┌──

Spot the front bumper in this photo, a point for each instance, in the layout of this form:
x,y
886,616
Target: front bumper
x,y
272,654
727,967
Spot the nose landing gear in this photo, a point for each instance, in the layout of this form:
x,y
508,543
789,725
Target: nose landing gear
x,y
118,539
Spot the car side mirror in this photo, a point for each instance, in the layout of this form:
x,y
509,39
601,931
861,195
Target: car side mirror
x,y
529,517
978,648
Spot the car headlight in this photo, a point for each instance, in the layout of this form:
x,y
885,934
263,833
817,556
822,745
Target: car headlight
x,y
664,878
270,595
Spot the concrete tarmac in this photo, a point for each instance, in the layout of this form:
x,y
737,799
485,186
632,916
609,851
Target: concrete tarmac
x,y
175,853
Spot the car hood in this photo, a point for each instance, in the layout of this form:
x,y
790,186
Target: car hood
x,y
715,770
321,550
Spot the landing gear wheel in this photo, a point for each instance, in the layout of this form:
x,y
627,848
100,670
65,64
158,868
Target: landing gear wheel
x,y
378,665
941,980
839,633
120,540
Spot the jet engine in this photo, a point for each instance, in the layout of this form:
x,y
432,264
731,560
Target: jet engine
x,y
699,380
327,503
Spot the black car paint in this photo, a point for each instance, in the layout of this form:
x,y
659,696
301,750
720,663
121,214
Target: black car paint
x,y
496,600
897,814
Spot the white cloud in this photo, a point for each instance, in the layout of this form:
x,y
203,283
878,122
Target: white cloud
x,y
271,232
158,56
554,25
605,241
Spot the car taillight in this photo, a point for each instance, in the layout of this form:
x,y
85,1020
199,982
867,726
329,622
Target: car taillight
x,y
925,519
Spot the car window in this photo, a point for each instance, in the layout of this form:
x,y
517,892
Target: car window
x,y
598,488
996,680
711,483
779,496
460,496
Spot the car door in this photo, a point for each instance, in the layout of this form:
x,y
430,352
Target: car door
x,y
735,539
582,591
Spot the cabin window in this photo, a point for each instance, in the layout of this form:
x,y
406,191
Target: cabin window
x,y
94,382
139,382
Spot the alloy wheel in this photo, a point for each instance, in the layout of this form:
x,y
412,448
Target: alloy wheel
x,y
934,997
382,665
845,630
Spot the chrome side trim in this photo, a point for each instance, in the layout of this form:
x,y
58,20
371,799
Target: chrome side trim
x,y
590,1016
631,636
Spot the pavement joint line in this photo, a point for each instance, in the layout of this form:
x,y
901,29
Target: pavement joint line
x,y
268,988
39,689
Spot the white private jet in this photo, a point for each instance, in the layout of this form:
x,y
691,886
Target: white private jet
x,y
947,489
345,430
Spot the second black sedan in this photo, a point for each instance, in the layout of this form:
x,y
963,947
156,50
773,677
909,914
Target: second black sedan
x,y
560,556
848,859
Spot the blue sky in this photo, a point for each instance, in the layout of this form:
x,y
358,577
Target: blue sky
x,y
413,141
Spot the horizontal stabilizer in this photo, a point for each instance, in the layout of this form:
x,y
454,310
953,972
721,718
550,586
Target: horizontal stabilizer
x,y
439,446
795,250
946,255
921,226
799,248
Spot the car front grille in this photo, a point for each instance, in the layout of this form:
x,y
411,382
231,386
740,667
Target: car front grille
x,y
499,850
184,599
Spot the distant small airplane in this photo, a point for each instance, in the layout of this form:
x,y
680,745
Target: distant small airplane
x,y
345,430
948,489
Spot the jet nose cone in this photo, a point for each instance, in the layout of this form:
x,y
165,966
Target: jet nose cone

└──

Convert every line of the records above into a Markdown table with the columns Row and Line. Row numbers the lines in order, Line holds each line's text, and blank lines are omitted.

EXERCISE ANSWER:
| Row | Line |
|---|---|
| 1 | Spot the front bumper in this photo, a point for each instance, in the layout of this form: |
| 2 | x,y |
| 3 | 886,616 |
| 4 | Target: front bumper |
| 5 | x,y |
| 6 | 272,654 |
| 7 | 727,967 |
| 8 | Spot the nose landing gear in this photo, a point for each instance, in the layout of this form: |
| 9 | x,y |
| 10 | 508,543 |
| 11 | 789,725 |
| 12 | Target: nose landing gear |
| 13 | x,y |
| 14 | 118,539 |
| 15 | Spot the car side mirror in this photo, a point for each instance, in the layout of this form: |
| 16 | x,y |
| 17 | 509,39 |
| 18 | 601,931 |
| 19 | 861,195 |
| 20 | Target: car side mirror |
| 21 | x,y |
| 22 | 529,517 |
| 23 | 978,648 |
| 24 | Spot the car headlight in this photo, a point for each instance, in the layout of this form: |
| 25 | x,y |
| 26 | 885,934 |
| 27 | 263,833 |
| 28 | 817,556 |
| 29 | 822,745 |
| 30 | Target: car headlight |
| 31 | x,y |
| 32 | 664,878 |
| 33 | 270,595 |
| 34 | Spot the concrete tarmac in this photo, a point for each instance, in the layout of this form: |
| 35 | x,y |
| 36 | 737,799 |
| 37 | 485,186 |
| 38 | 632,916 |
| 39 | 609,851 |
| 40 | Target: concrete tarmac |
| 41 | x,y |
| 42 | 175,853 |
| 43 | Spot the car hood in this photo, a point for each instance, in the layout of this form: |
| 44 | x,y |
| 45 | 790,186 |
| 46 | Target: car hood |
| 47 | x,y |
| 48 | 715,770 |
| 49 | 321,550 |
| 50 | Spot the landing gear wheel in this photo, a point for each instance, in the layout of this form: |
| 51 | x,y |
| 52 | 627,848 |
| 53 | 100,670 |
| 54 | 65,64 |
| 55 | 158,868 |
| 56 | Target: landing gear wheel |
| 57 | x,y |
| 58 | 378,665 |
| 59 | 941,980 |
| 60 | 839,633 |
| 61 | 120,540 |
| 62 | Spot the jet engine in this photo, a point for each instance, in the layout of this form: |
| 63 | x,y |
| 64 | 432,264 |
| 65 | 731,560 |
| 66 | Target: jet engine |
| 67 | x,y |
| 68 | 699,380 |
| 69 | 327,503 |
| 70 | Spot the black car paint in this photo, a point for each instance, in the layout of this form: |
| 71 | x,y |
| 72 | 659,696 |
| 73 | 301,750 |
| 74 | 720,663 |
| 75 | 121,214 |
| 76 | Target: black car paint |
| 77 | x,y |
| 78 | 496,600 |
| 79 | 897,814 |
| 80 | Spot the white cloud in this photo, a point for each instance, in the layout of this form: |
| 81 | x,y |
| 82 | 203,283 |
| 83 | 878,122 |
| 84 | Target: white cloud |
| 85 | x,y |
| 86 | 271,232 |
| 87 | 158,56 |
| 88 | 554,25 |
| 89 | 605,241 |
| 90 | Spot the car taillight in this photo, a point for each instance, in the layout of this form: |
| 91 | x,y |
| 92 | 85,1020 |
| 93 | 199,982 |
| 94 | 867,726 |
| 95 | 329,622 |
| 96 | Target: car taillight |
| 97 | x,y |
| 98 | 925,519 |
| 99 | Spot the car window in this photo, a point for each instance, in the layout of this form: |
| 100 | x,y |
| 101 | 517,892 |
| 102 | Target: car window |
| 103 | x,y |
| 104 | 598,488 |
| 105 | 996,680 |
| 106 | 711,483 |
| 107 | 779,496 |
| 108 | 460,496 |
| 109 | Spot the car door in this photo, a point for each instance, in the layout of this form: |
| 110 | x,y |
| 111 | 430,352 |
| 112 | Target: car door |
| 113 | x,y |
| 114 | 735,539 |
| 115 | 582,591 |
| 116 | Spot the cabin window in this photo, a point for each instance, in the layout of this form: |
| 117 | x,y |
| 118 | 406,191 |
| 119 | Target: cabin window |
| 120 | x,y |
| 121 | 94,382 |
| 122 | 139,382 |
| 123 | Spot the alloy wheel in this photo, a point for each instance, in the layout of this form: |
| 124 | x,y |
| 125 | 412,448 |
| 126 | Target: alloy wheel |
| 127 | x,y |
| 128 | 934,997 |
| 129 | 382,665 |
| 130 | 845,630 |
| 131 | Spot the chrome side trim in this photo, a point for each instance, in the layout of this form: |
| 132 | x,y |
| 133 | 58,20 |
| 134 | 371,799 |
| 135 | Target: chrome side trim |
| 136 | x,y |
| 137 | 590,1016 |
| 138 | 631,636 |
| 139 | Spot the pavement joint line in this photo, a point for each instance, in the layout of this form: |
| 140 | x,y |
| 141 | 901,29 |
| 142 | Target: pavement joint line |
| 143 | x,y |
| 144 | 268,988 |
| 145 | 39,689 |
| 146 | Spot the white private jet in this photo, a point for each instance, in the layout of this form: |
| 147 | x,y |
| 148 | 691,886 |
| 149 | Target: white private jet |
| 150 | x,y |
| 151 | 947,489 |
| 152 | 345,430 |
| 153 | Spot the second black sedan in this photo, a point for each instance, in the layout of this form: |
| 154 | x,y |
| 155 | 963,947 |
| 156 | 156,50 |
| 157 | 773,677 |
| 158 | 909,914 |
| 159 | Target: second black sedan |
| 160 | x,y |
| 161 | 560,556 |
| 162 | 848,859 |
| 163 | Spot the blue sky in this photo, a point for each instance, in the layout of this form: |
| 164 | x,y |
| 165 | 358,577 |
| 166 | Target: blue sky |
| 167 | x,y |
| 168 | 413,141 |
| 169 | Spot the horizontal stabilizer in this photo, a point for each instance, in the layout of this form: |
| 170 | x,y |
| 171 | 454,310 |
| 172 | 953,972 |
| 173 | 721,718 |
| 174 | 550,586 |
| 175 | Target: horizontal stabilizer |
| 176 | x,y |
| 177 | 439,446 |
| 178 | 795,250 |
| 179 | 946,255 |
| 180 | 921,226 |
| 181 | 799,248 |
| 182 | Spot the car front grille in this photo, a point for each instance, in the layout of this form: |
| 183 | x,y |
| 184 | 411,382 |
| 185 | 231,386 |
| 186 | 740,667 |
| 187 | Target: car front grille |
| 188 | x,y |
| 189 | 499,850 |
| 190 | 184,599 |
| 191 | Spot the distant small airplane in this photo, a point for each instance, in the layout of this form: |
| 192 | x,y |
| 193 | 680,745 |
| 194 | Target: distant small airplane |
| 195 | x,y |
| 196 | 345,430 |
| 197 | 948,489 |
| 198 | Spot the jet nose cone in this photo, a point for each instance, in the layout of this form: |
| 199 | x,y |
| 200 | 165,966 |
| 201 | Target: jet nose cone |